(Exercise task): Copy each item below word for word, leaving out the pictures.

(Outline annotation records):
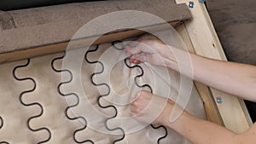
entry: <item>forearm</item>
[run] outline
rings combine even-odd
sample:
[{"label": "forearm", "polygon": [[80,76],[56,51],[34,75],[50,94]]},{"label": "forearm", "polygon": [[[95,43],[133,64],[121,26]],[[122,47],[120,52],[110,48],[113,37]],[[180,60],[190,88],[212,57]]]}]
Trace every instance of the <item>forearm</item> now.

(Output of the exercise):
entry: <item>forearm</item>
[run] outline
rings combine even-odd
sample:
[{"label": "forearm", "polygon": [[80,76],[56,51],[34,75],[50,94]]},{"label": "forearm", "polygon": [[[95,43],[133,64],[121,26]],[[122,47],[120,52],[110,48],[113,37]],[[180,60],[190,88],[212,57]]]}]
Trace every instance of the <item>forearm</item> now.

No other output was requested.